# I am my husband’s Plan B…



## emmeline (Sep 30, 2017)

…his Plan A is his ex-wife. We have been together for 11 years, but as soon as his ex-wife was “available” again he was ready do a swap and go back to her. I am at my breaking point here and I don’t know what to do. My husband denies wanting to be with her, yet I don’t believe him. I should have known better, he has said before that he regretted ending their marriage and felt like he gave up too easily. 

Ex-wife’s new husband passed away April 2017. Young guy, unexpected. My husband started “helping” her because he “needed” to for their teenage children’s sake. In the fall it turned into him seeing her daily, calling her every other day, bending over backwards for her, damn near stalking her. My husband kissed her in January, something he denied for months. It was one quick kiss, and nothing more. I had to hear it from his EX, rather than him. He denied it for MONTHS, and told me that his ex tried to come onto him, he rejected her and she got mad so she told me lies. He didn’t tell me the truth until I saw texts between him and his ex talking about the kiss. 

He has lied about so much that I don’t know what to believe anymore. He has sworn that he’d go NC with her as their kids are teens and it’s unnecessary. Yet he hasn’t. Months ago his ex let me know that he’d been calling her from work, coming over often. Every day that he was late due to x, y, z, he was stopping at her house. She told him to stop, according to her. 

The issue is, the behaviour hasn’t stopped… The ex has stopped telling me that I need to watch him, but he is still acting strange. He guards his phone, when I check it there is nothing there. He doesn’t ever mention her anymore. 

Last month he stayed at a friends house overnight because he had been drinking and didn’t want to call a cab. His friend confirmed that, but I don’t trust it. I have straight up asked my husband if he is sleeping with her, he said no. 

He has been staying late at work frequently, due to a project.

##########

## Goal a
List every line of the records that contains the string "tally".
The text above and the records that follow have nothing to do with each other.

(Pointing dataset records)
##########

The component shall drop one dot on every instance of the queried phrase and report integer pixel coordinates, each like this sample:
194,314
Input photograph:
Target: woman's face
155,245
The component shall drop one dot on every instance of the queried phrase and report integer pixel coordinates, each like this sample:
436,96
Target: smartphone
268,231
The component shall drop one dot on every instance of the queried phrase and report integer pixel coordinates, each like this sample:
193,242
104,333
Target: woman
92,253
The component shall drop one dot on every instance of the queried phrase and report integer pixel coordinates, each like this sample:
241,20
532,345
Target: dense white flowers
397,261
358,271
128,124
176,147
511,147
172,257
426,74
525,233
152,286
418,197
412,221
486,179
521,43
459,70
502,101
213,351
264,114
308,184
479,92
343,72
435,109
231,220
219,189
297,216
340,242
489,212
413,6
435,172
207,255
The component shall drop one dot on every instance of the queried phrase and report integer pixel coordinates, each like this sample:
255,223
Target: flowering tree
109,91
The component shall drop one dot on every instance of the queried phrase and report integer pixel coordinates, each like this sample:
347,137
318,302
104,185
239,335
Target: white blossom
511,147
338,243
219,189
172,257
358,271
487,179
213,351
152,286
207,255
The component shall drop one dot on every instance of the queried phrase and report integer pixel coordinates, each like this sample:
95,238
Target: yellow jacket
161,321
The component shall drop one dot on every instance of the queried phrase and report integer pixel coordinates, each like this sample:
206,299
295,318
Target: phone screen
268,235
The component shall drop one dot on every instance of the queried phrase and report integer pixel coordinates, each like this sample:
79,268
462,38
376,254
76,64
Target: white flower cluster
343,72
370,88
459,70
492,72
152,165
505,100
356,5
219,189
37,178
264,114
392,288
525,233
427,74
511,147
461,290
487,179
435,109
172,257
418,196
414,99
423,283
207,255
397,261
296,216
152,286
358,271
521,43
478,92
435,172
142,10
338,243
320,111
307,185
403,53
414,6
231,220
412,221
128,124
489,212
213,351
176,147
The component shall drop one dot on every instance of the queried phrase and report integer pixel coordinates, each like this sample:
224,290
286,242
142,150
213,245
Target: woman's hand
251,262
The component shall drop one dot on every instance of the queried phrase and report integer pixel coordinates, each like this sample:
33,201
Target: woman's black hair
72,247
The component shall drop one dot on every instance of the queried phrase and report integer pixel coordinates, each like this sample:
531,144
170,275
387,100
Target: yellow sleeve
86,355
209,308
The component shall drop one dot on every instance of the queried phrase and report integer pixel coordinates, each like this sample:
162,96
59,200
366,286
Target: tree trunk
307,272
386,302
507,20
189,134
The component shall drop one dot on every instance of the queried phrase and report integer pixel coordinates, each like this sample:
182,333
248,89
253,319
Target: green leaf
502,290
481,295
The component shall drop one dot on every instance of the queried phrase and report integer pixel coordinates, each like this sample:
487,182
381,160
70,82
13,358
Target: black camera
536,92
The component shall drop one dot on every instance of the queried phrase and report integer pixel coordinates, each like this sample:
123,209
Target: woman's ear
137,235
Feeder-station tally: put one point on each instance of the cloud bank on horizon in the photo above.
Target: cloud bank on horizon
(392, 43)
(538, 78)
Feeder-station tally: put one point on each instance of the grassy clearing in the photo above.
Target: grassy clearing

##########

## Goal b
Keep writing the forum post about a husband and his ex-wife, picking up after its last sentence.

## Reply a
Feeder-station tally: put one point on each instance of the cloud bank on horizon in the photo above.
Feeder-station tally: put one point on each instance of the grassy clearing in the photo above.

## Reply b
He has been doing volunteer work, something I have never known him to do but it gets him out of the house more. 

One of his jackets was left at his ex’s house, his son brought it back. My husband claims that one of his boys wore it over, they don’t think so. 

My husband has a high sex drive, but he hasn’t been interested in 5 weeks. He says it’s age related (early-40’s). 

He stopped wearing cologne pretty recently. He said it’s because his work place went scent-free and said he had to stop, his ex has asthma/allergies/whatever and can’t be around any scented products. 

He has started drinking more, he says it’s nothing. 

The day of his ex’s husbands death anniversary my hubby was extremely grumpy and pissed off at the world. He got into a car accident from being stupid. He said it was unrelated, I think everything has to add up somehow. I just don’t know how. 

After it was recommended to me I put a voice recorder in his car, found nothing at all. 

The obvious answer to an outsider is to leave him. It’s not that simple. We have a special needs daughter who requires round the clock care that I cannot do by myself. I need our lives to stay the same, for our daughters sake.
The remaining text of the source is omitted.